_REQUIRED TASK_: In the entries that follow, locate the line with "the green military uniform officer", then restate that line and all later lines exactly as they appear, leaving pictures out.

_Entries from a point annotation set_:

· · · · · · ·

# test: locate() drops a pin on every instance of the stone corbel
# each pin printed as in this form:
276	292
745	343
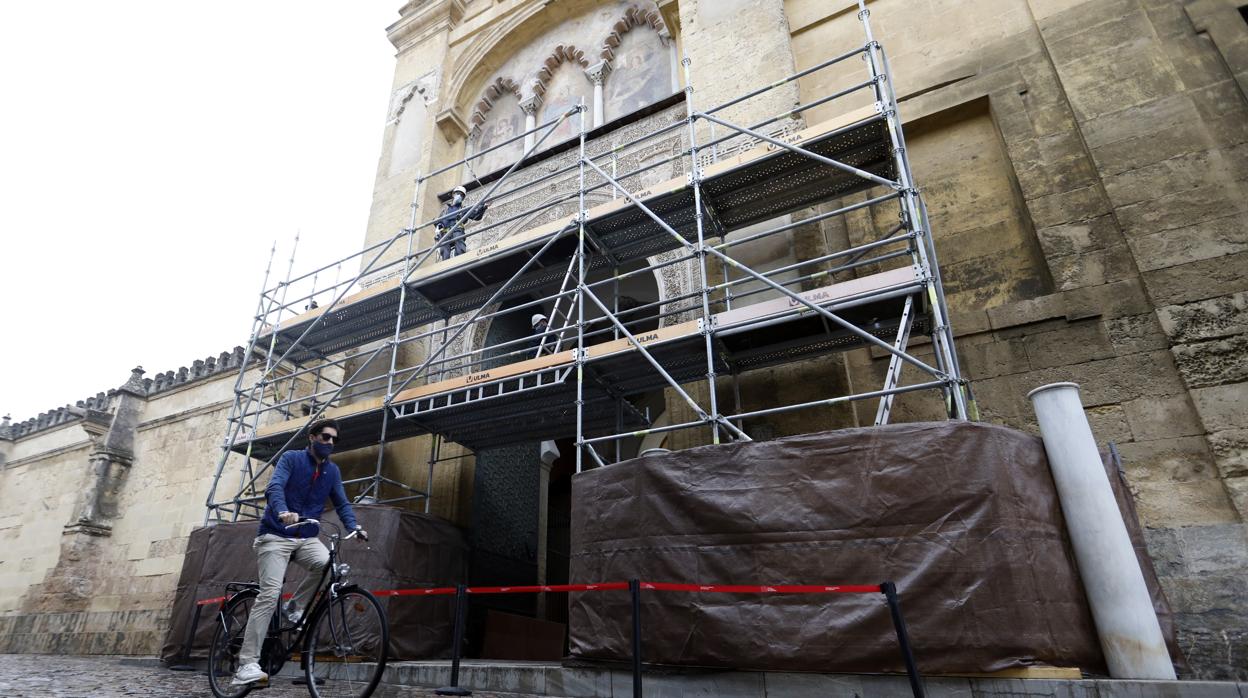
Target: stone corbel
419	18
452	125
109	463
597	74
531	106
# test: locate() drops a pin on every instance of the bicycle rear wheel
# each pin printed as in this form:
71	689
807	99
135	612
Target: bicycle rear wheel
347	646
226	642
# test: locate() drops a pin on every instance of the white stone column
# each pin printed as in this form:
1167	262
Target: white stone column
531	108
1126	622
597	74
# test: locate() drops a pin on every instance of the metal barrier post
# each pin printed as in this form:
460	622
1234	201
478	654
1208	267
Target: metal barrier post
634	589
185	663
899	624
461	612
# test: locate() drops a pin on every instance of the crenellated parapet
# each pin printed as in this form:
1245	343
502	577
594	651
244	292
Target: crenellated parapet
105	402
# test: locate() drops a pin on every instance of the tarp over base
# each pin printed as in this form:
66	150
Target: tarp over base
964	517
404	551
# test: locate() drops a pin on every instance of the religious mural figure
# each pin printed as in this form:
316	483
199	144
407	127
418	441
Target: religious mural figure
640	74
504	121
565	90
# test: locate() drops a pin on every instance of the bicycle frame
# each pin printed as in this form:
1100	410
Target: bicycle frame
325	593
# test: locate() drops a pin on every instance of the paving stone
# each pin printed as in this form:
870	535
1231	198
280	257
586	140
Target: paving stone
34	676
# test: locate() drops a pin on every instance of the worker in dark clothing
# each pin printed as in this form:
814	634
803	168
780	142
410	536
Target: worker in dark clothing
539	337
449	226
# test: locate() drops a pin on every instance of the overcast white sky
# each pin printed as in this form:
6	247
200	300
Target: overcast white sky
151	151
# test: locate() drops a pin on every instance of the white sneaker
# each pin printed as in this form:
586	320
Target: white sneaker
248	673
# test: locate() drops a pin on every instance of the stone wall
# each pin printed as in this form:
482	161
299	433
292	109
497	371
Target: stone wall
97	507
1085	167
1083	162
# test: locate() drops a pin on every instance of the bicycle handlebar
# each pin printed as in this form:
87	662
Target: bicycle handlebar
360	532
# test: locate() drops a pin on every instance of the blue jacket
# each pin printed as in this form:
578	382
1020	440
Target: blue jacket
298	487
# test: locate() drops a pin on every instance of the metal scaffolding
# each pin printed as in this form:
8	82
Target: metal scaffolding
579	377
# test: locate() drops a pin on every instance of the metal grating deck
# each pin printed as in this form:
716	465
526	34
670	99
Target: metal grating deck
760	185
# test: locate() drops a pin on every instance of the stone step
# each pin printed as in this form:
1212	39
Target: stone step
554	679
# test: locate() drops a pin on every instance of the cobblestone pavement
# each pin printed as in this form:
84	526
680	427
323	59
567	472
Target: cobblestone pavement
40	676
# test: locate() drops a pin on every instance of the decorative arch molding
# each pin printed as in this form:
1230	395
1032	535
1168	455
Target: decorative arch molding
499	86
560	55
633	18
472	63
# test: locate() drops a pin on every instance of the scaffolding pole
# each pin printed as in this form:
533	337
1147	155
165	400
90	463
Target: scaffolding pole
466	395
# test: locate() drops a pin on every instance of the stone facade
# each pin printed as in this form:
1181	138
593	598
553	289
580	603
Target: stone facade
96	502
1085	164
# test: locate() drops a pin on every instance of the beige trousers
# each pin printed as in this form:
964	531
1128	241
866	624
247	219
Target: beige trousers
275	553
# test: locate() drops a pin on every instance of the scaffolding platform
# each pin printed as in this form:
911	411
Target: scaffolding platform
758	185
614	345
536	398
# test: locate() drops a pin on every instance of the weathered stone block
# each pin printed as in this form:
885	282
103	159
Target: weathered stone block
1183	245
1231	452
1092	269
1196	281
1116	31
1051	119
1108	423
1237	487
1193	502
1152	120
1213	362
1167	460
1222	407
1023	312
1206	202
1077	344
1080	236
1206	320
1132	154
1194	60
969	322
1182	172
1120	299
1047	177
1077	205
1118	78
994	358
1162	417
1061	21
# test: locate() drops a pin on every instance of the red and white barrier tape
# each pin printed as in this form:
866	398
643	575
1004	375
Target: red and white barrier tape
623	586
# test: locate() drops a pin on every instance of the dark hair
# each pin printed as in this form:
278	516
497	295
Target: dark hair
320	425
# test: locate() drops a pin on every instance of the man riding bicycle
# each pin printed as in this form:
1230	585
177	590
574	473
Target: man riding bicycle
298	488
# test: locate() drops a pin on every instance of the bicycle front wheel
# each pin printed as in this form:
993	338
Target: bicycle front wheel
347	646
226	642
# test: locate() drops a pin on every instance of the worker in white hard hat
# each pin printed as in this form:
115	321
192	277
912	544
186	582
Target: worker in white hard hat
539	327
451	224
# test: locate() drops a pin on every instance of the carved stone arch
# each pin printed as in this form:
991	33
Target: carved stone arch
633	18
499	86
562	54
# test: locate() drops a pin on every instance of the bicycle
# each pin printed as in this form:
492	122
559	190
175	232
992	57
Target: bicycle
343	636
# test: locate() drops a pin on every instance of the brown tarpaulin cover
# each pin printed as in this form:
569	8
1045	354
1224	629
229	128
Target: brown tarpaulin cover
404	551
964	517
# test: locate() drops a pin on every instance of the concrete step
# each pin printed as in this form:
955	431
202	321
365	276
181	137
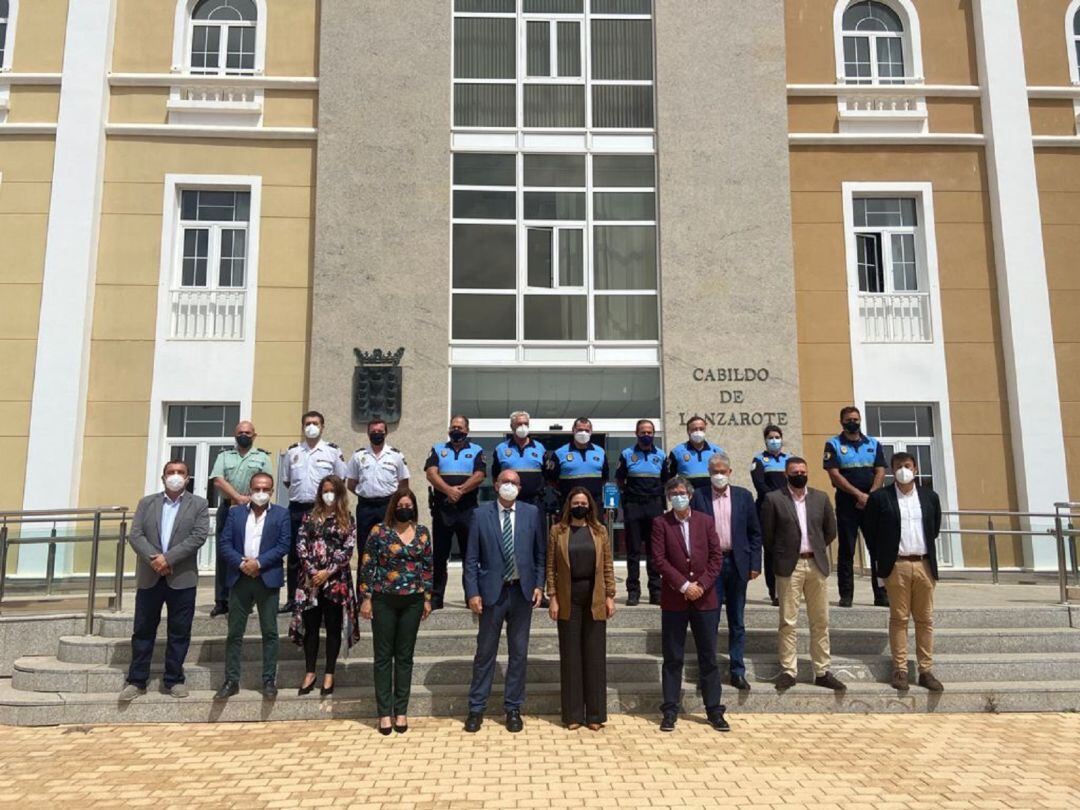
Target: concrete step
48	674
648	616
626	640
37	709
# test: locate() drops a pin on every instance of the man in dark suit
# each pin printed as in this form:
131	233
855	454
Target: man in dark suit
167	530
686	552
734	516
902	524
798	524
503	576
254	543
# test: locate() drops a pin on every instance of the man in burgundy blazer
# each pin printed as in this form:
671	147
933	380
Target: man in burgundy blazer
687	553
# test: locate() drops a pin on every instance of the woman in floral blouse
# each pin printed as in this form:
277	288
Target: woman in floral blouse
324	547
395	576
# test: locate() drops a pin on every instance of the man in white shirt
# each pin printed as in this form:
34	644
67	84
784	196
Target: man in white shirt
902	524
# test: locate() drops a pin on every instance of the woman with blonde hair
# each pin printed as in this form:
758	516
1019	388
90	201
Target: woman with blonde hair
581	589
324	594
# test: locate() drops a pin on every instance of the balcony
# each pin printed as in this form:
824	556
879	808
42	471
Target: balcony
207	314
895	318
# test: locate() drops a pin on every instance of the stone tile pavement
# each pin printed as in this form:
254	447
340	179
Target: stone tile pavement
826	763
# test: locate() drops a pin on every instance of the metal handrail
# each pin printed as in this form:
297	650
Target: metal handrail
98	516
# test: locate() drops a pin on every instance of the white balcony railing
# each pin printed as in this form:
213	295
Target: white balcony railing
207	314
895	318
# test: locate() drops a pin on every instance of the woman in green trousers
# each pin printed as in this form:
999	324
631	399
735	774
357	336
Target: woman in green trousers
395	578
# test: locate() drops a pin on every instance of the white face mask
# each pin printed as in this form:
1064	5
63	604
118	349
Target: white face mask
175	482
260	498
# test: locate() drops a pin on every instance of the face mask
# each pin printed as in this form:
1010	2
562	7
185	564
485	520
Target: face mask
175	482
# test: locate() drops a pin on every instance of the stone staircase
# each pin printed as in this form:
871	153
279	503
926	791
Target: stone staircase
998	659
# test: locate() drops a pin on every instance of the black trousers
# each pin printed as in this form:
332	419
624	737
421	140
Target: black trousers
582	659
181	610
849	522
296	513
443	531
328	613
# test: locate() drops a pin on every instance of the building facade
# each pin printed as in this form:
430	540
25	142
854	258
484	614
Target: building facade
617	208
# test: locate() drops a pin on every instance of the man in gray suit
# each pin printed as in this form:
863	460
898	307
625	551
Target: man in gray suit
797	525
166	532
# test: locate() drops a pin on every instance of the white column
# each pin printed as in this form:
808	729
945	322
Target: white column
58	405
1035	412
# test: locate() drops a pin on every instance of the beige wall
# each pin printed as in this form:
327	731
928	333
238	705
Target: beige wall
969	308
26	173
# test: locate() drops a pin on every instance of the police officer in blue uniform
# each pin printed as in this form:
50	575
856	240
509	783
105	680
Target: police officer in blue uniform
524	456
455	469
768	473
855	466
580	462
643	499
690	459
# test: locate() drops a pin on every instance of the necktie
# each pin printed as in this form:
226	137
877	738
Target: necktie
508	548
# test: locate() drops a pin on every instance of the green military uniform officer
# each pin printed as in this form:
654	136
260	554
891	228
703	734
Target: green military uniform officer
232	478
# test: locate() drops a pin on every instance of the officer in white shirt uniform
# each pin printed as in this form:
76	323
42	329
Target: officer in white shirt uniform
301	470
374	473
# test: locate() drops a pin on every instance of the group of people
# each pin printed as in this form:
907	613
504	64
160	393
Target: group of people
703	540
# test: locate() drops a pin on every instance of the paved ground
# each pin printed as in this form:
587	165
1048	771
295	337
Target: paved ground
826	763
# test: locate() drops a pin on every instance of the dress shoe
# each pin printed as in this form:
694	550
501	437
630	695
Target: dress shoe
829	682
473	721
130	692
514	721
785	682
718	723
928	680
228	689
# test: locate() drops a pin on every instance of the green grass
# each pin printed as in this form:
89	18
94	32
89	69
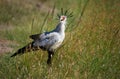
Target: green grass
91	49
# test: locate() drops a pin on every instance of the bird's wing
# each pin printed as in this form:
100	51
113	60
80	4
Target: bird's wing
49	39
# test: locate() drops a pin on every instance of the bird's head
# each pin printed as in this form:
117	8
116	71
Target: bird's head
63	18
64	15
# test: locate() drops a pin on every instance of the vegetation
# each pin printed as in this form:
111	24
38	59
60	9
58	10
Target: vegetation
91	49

· · · · · · ·

_OUTPUT BELOW_:
# test: locate() drops a pin on every instance of the green military uniform officer
# each pin printed as in this form:
654	136
260	554
891	228
703	734
Target: green military uniform officer
232	478
# test: locate() drops a pin on every instance of the officer in white shirt uniform
# each pin printed as in this form:
76	323
42	329
Target: officer in white shirt uniform
301	470
374	473
# test: locate() drops a pin on every instance of the group of people
# each pin printed as in this form:
907	613
504	64
160	393
Target: group of people
703	540
# test: locate() drops a pin on every instance of the paved ground
# each pin printed as in this form:
587	165
1048	771
295	337
Target: paved ground
826	763
# test: locate() drops a pin on every instance of the dress shoe
# each pin printed as in this form:
694	550
501	437
630	695
Target: dress shoe
829	682
473	721
130	692
514	721
785	682
718	723
928	680
228	689
# test: locate() drops a pin on every instance of the green grass
# each pin printed as in this form:
89	18
94	32
89	69
Target: green grass
91	49
# test: locate() drops a pin on every instance of the bird's wing
# each pin printed as in this form:
100	51
113	60
80	4
Target: bird's wing
49	39
# test: locate() drops a pin on every instance of the bird's head
# each pin printed as in this form:
117	8
116	71
Target: bird's head
63	18
64	15
# test: locate() drops a pin on every instance of the vegetation
# each pin printed as in this form:
111	24
38	59
60	9
58	10
Target: vegetation
91	49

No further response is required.